#### Task requirements
Reproduce the records below verbatim, line by line, leaving nothing out.
* BEGIN Dataset records *
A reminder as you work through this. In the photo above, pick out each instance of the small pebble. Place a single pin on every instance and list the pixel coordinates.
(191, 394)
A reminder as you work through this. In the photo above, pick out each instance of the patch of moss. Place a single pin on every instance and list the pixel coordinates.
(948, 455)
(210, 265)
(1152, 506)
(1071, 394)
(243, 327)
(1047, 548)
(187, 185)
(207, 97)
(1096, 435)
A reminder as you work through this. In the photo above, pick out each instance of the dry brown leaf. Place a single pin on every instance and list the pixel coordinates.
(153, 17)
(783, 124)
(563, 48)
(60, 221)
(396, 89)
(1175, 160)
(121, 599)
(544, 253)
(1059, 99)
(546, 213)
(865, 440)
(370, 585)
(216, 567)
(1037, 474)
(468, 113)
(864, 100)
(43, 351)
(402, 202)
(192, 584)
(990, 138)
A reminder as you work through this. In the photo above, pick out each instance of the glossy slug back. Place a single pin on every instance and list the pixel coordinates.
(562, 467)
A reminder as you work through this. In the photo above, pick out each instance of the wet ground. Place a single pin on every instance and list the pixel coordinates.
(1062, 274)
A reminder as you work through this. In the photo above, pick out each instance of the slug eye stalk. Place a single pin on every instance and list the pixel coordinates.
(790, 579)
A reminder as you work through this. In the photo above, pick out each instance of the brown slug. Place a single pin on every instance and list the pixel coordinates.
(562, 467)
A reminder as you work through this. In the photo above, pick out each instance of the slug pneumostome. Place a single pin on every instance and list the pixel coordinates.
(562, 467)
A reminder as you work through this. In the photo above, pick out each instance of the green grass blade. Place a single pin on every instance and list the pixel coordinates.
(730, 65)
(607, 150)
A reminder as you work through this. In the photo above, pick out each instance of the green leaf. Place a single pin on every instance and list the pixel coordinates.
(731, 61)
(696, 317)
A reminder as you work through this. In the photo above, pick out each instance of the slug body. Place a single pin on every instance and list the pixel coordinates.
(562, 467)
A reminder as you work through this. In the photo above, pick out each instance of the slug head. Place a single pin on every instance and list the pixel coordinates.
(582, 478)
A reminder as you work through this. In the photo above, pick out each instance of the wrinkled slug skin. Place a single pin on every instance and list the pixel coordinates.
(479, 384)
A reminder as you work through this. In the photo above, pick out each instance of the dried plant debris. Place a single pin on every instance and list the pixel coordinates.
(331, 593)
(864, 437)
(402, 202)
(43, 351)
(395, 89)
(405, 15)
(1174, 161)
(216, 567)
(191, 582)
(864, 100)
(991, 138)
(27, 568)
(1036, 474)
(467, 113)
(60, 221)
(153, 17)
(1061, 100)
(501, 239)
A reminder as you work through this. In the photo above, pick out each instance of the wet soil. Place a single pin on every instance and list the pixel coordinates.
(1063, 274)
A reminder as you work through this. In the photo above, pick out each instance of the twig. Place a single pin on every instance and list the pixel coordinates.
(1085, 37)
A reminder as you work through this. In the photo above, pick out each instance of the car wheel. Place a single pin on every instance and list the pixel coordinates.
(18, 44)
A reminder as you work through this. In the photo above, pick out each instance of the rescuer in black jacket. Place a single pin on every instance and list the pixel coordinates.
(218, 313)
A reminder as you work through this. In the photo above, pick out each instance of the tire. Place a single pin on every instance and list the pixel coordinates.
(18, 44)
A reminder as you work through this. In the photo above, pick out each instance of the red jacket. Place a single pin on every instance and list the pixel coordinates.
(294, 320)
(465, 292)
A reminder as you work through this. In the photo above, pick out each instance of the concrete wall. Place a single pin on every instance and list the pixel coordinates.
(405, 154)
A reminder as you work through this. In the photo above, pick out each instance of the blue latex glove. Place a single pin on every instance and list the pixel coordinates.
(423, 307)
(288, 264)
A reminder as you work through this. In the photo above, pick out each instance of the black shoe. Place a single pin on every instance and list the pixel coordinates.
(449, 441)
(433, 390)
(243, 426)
* END Dataset records *
#### Reply
A reminder as you work through this. In the photo above, pick out each instance of the small pebble. Place a single pin on every instance and list the pixel coordinates.
(191, 394)
A reminder as you work through this. In the photo above, pick out each instance of the patch of moss. Place a single pin on every instance and list the pixel coordinates.
(948, 455)
(210, 265)
(1152, 506)
(1071, 394)
(243, 327)
(1047, 548)
(187, 185)
(207, 97)
(1096, 435)
A reminder as you work through this. In the photo above, pick out each instance of the dry brown leaf. Place a single pin on every instance and list the pixel coordinates.
(153, 17)
(783, 124)
(563, 48)
(60, 221)
(396, 89)
(1175, 160)
(121, 599)
(544, 253)
(1059, 99)
(546, 213)
(865, 440)
(370, 585)
(216, 567)
(1037, 474)
(468, 113)
(864, 100)
(43, 351)
(402, 202)
(192, 584)
(990, 138)
A reminder as you work through this. In the photo above, pick out each instance of the glossy slug back. Place a single pin on every instance and list the pixel coordinates.
(562, 467)
A reminder as you work through this. In the photo above, pick out each instance of the wet ground. Place a single pin on every instance and list the pixel coordinates.
(1062, 274)
A reminder as you work through this. In the photo above, pick out each instance of the slug eye stalk. Place a single pin on every instance and list the pixel coordinates.
(790, 579)
A reminder as you work through this. In the photo above, pick out each instance of the brown slug. Place a single pin on every instance and list the pixel coordinates.
(562, 467)
A reminder as you work through this. In the photo above, pick out each instance of the slug pneumostome. Place a single pin on every instance and list the pixel coordinates.
(562, 467)
A reminder as you work through this. In the photo above, pick out each instance of the green grass blade. Place a single pin on every instance and list the pixel coordinates.
(730, 65)
(607, 150)
A reminder as you work through this. In the photo above, pick out each instance of the green leaf. Place a single pin on every instance and list the pixel coordinates.
(731, 61)
(696, 317)
A reminder as you work through this. In the photo above, pick out each instance of the slug body. Place a single pin on every instance and list the pixel coordinates.
(562, 467)
A reminder as you work through this. In the photo above, pick out each instance of the slug head. Place a single pin on every instance and list the pixel coordinates.
(582, 478)
A reminder as you work through this. In the photo above, pick out each instance of the wrinkled slug skin. Place a single pin on every instance and list the pixel coordinates.
(479, 384)
A reminder as you work through this. In the photo above, pick out each instance of the dried plant debris. Place a single pin on every instance and list the pixel coordinates.
(331, 593)
(864, 437)
(402, 202)
(43, 351)
(395, 89)
(405, 15)
(1174, 161)
(216, 567)
(191, 582)
(864, 100)
(991, 138)
(27, 568)
(1036, 474)
(467, 113)
(60, 221)
(153, 17)
(1061, 100)
(501, 239)
A reminder as you work through this. In the photo above, pick out each instance of the wet soil. Place a single pin on every instance and list the pixel coordinates.
(1063, 274)
A reminder as you work through this. In the photo above, pick out each instance of the twig. Place a single pin on every instance and list the pixel coordinates.
(1085, 37)
A reminder as you work through this. In the photo above, pick out each instance of the car wheel. Place a single pin on every instance and list the pixel coordinates.
(18, 44)
A reminder as you work through this. In the photo above, pick out each instance of the rescuer in black jacket. Place a single pin on every instance and list the pixel coordinates.
(218, 313)
A reminder as you work through this. In the photo above, pick out each instance of the tire. Place a single pin on every instance and list the pixel coordinates.
(18, 44)
A reminder as you work through this. In the photo above, pick out each instance of the red jacket. Place a single pin on every instance and list the pixel coordinates.
(294, 320)
(465, 292)
A reminder as you work through this. In the photo above, pick out each instance of the concrete wall. Place a single pin on every instance and list the pixel coordinates.
(405, 154)
A reminder as you work through this. In the photo above, pick out each instance of the blue latex glove. Place a single pin on every instance and list the pixel coordinates.
(423, 307)
(288, 264)
A reminder as you work through this. In the photo above, pick out each instance of the black shoe. Place a single pin on every instance and list the pixel coordinates.
(449, 441)
(433, 390)
(243, 426)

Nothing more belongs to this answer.